WORDS BY JULIETTE GUILBERT PHOTOGRAPHY BY CM GUERRERO

Since arriving in Miami during the ’60s, Cuban- Americans have thrived on their cafecito, or espresso. Take a tour of the best places to grab a cup, and find out about the role of coffee in Cuban culture.

On a warm winter’s day at Rancho Los Cocos (7085 SW 24th St.), fast-paced Dominican merengue provides the soundtrack for shoppers picking up plantains at the fruit stand, chatting in Caribbean- inflected Spanish over mid-morning snacks and inspecting the roast pork, beans and rice, and mariquitas (fresh plantain chips) on offer in the bodega. Rancho Los Cocos, an open-air Latin American mini-bazaar on Miami’s Coral Way, caters to immigrants from Cuba, the Dominican Republic and other Latin American countries, providing them with a congenial place in which to do a little grocery shopping, socialize or pick up some takeout food for dinner. To fuel these endeavors, shoppers line up at a pass-through window next to the parking lot for a shot of Miami’s favorite legal addiction: cafecito.

========

Task requirements
- A) In the passage on Cuban coffee in Miami, what are mariquitas?
- B) Copy the passage on Cuban coffee in Miami word for word, from "On a warm winter’s" up to and including "legal addiction: cafecito.".
The data after this passage isn't needed for anything here.

========

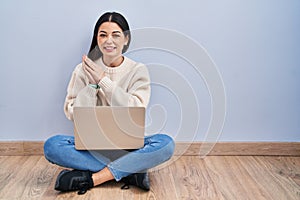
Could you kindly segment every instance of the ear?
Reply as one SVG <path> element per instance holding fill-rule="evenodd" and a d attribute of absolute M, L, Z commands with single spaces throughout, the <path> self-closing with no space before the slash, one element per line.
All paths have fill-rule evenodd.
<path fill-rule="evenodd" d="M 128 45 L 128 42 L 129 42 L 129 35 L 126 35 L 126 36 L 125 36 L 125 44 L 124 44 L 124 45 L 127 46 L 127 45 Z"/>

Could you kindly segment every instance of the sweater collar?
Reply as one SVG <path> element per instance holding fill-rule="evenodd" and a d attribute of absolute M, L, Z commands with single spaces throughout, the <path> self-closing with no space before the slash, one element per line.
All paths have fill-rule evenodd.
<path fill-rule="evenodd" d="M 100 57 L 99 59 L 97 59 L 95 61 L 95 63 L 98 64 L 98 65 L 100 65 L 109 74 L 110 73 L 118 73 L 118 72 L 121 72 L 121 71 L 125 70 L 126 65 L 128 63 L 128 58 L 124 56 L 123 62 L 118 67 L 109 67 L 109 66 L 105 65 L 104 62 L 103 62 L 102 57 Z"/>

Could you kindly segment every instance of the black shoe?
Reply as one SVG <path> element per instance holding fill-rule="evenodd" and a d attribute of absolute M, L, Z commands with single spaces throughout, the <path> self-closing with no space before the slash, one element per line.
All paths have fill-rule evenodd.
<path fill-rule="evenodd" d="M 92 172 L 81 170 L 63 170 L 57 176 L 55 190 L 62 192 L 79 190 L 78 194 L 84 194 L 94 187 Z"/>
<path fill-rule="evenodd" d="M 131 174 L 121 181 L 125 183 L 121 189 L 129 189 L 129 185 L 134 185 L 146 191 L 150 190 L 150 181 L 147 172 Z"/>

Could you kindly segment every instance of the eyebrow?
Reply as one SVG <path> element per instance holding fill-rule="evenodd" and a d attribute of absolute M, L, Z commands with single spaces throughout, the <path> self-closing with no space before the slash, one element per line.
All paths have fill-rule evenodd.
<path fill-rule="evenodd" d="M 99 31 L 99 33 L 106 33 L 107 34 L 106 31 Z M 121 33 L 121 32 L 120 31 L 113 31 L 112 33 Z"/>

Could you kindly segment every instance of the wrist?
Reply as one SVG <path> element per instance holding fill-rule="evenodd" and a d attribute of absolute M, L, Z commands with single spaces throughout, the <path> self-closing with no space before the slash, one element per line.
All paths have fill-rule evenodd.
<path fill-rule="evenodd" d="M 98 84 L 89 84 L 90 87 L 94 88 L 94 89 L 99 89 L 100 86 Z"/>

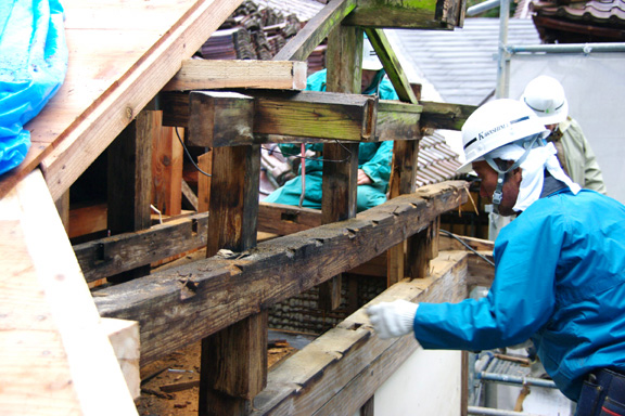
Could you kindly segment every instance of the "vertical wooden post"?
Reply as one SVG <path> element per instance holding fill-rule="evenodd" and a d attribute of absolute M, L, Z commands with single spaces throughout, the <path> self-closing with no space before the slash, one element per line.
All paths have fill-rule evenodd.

========

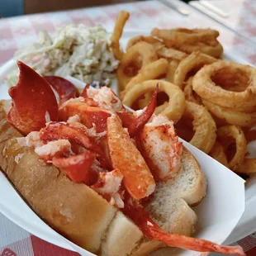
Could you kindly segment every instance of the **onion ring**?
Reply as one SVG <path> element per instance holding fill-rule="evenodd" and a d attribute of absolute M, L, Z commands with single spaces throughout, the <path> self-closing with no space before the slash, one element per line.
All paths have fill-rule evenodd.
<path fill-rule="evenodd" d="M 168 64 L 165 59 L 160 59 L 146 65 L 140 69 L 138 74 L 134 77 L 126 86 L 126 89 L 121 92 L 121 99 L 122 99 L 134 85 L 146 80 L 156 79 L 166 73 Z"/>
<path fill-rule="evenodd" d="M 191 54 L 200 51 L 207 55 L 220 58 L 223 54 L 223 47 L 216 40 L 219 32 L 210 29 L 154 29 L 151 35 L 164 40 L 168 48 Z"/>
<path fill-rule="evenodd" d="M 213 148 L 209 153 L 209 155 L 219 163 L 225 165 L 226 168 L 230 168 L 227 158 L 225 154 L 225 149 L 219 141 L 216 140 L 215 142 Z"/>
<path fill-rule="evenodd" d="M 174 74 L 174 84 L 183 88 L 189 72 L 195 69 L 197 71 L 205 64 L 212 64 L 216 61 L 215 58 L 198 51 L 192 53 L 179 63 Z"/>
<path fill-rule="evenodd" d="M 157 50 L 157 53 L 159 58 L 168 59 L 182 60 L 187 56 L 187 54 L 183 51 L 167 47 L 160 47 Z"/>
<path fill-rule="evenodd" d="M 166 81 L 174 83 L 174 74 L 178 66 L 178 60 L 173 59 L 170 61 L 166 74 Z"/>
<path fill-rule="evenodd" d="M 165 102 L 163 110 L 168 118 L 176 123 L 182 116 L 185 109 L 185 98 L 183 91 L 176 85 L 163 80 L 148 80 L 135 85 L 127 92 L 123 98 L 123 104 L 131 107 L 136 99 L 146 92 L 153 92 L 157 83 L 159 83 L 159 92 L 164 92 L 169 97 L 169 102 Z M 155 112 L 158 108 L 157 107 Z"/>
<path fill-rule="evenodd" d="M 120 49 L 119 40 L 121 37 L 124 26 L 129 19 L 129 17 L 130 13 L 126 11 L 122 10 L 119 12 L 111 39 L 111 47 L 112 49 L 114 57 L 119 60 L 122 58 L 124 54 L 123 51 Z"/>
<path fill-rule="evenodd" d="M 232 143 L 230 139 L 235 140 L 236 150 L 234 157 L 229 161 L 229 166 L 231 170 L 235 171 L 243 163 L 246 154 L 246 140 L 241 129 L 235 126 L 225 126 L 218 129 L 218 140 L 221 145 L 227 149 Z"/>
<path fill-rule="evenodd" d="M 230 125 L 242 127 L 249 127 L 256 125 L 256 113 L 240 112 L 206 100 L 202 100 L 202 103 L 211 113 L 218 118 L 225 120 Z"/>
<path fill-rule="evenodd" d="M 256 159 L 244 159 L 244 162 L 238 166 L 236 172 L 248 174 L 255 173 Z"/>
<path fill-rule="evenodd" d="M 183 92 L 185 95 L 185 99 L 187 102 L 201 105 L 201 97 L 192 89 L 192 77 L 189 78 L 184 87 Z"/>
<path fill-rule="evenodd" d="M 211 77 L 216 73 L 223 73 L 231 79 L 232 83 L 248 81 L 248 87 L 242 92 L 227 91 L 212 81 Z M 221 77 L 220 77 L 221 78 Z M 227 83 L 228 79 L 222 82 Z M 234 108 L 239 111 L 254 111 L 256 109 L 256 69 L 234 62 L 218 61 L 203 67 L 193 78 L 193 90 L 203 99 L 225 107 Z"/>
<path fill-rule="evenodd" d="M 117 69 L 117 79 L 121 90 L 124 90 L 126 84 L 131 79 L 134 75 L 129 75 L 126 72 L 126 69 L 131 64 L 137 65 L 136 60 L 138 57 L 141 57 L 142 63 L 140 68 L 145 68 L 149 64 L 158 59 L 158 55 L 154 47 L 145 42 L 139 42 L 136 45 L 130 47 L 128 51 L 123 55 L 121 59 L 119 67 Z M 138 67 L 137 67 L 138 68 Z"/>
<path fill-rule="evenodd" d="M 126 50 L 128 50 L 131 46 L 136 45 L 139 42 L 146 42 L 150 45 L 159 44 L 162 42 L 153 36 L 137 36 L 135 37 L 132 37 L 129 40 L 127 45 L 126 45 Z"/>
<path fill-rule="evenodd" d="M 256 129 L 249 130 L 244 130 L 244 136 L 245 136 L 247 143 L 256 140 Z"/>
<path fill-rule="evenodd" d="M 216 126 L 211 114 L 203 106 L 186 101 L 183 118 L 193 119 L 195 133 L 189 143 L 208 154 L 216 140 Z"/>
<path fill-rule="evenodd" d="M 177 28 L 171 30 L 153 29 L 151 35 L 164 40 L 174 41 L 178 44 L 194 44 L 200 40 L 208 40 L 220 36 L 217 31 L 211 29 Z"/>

========

Worked solutions
- A) Fresh plantain chips.

- B)
On a warm winter’s day at Rancho Los Cocos (7085 SW 24th St.), fast-paced Dominican merengue provides the soundtrack for shoppers picking up plantains at the fruit stand, chatting in Caribbean- inflected Spanish over mid-morning snacks and inspecting the roast pork, beans and rice, and mariquitas (fresh plantain chips) on offer in the bodega. Rancho Los Cocos, an open-air Latin American mini-bazaar on Miami’s Coral Way, caters to immigrants from Cuba, the Dominican Republic and other Latin American countries, providing them with a congenial place in which to do a little grocery shopping, socialize or pick up some takeout food for dinner. To fuel these endeavors, shoppers line up at a pass-through window next to the parking lot for a shot of Miami’s favorite legal addiction: cafecito.